» TEXTAUSZUG:
------------------------------------------------------------
Frau Lam findet, dass die Ursache dafür im kulturellen Unterschied zwischen Festland und Hongkong liegt. Auf dem Festland können nur Gleichaltrige miteinander über den Tod reden. Würden ihre Kinder dieses Thema anschneiden, wären sie schnell als „pietätlos" abgestempelt. Spricht ein Jüngerer mit einem Älteren über dessen bevorstehenden Tod, so gilt dies als eine Verfluchung, als ob man dem Angehörigen den Tod wünschen würde. Dies hat Lam in große Verlegenheit gebracht. Denn in Hongkong hat sie immer ganz offen mit ihrer Mutter darüber gesprochen, wie sie für sie später einmal die Trauerangelegenheiten besorgen könnte.
Bislang hält sich Frau Lam an die für sie verwirrenden Gepflogenheiten von Wuhan, aber sie befürchtet, dass die Sterbenden die Welt mit Bedauern und Reue verlassen, wenn man ihnen das nahe Ende ihres Lebens verschleiert. Sie glaubt, dass man im Sterbehospiz den Menschen dabei helfen soll, ruhig und ohne Bedauern die Welt zu verlassen.
„Ich möchte Todgeweihten nur dabei helfen, dass sie die Welt ruhig verlassen können"
Von Außen betrachtet wirken die Senioren im Hospiz entspannt und sogar ein bisschen verschlossen, allerdings sind viele von ihnen traurig. Den ersten Insassen, den Lam Yuman betreute, war ein vereinsamter Rentner. Aufgrund ihrer langjährigen Erfahrung wusste sie, dass er Angst davor empfand, isoliert und allein zu sein. Deswegen besuchte sie ihn täglich in seinem Zimmer. Oft schwieg der Alte. Dann saß sie einfach neben seinem Bett und sah gemeinsam mit ihm fern. Eines Tages trat sie in sein Zimmer und traf ihn bei der Zeitungslektüre an. So fragte sie ihn: „Ich habe Probleme damit, Kurzzeichen zu lesen [in Hongkong werden Langzeichen verwendet]. Können Sie mir erzählen, was draußen in der Welt passiert?"
------------------------------------------------------------
» AUFGABEN:
a) Prüfe, ob die folgenden Aussagen mit dem Textauszug übereinstimmen. (i) Auf dem Festland reden nur Gleichaltrige miteinander über den Tod. (ii) Der erste Mensch, den Lam Yuman betreute, war eine Rentnerin. (iii) In Hongkong sind Kurzzeichen gebräuchlich.
b) Aktualisiere im Textauszug den Abschnitt von „Frau Lam findet, dass“ bis „Trauerangelegenheiten besorgen könnte.“, wobei „Hongkong“ überall durch „Macau“ ersetzt wird.
------------------------------------------------------------
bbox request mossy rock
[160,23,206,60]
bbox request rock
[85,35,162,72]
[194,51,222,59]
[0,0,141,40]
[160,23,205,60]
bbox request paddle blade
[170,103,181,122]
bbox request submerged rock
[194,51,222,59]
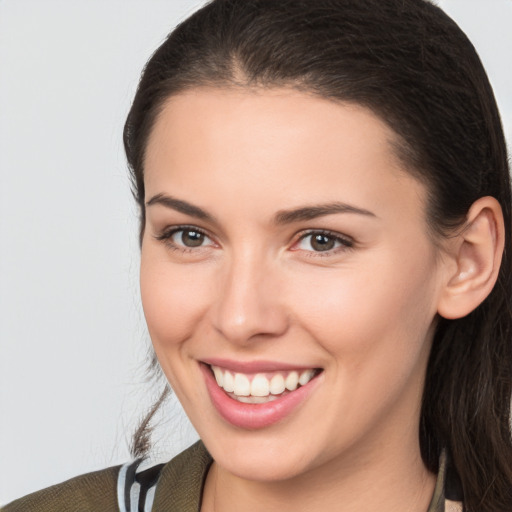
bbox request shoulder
[0,441,212,512]
[1,466,121,512]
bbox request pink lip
[200,364,319,430]
[202,358,311,373]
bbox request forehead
------------------------------------------------------------
» LÖSUNGEN:
a)
(i) Ja: „Auf dem Festland können nur Gleichaltrige miteinander über den Tod reden.“
(ii) Nein: „Den ersten Insassen, den Lam Yuman betreute, war ein vereinsamter Rentner.“
(iii) Nein: „in Hongkong werden Langzeichen verwendet“

b)
Frau Lam findet, dass die Ursache dafür im kulturellen Unterschied zwischen Festland und Macau liegt. Auf dem Festland können nur Gleichaltrige miteinander über den Tod reden. Würden ihre Kinder dieses Thema anschneiden, wären sie schnell als „pietätlos" abgestempelt. Spricht ein Jüngerer mit einem Älteren über dessen bevorstehenden Tod, so gilt dies als eine Verfluchung, als ob man dem Angehörigen den Tod wünschen würde. Dies hat Lam in große Verlegenheit gebracht. Denn in Macau hat sie immer ganz offen mit ihrer Mutter darüber gesprochen, wie sie für sie später einmal die Trauerangelegenheiten besorgen könnte.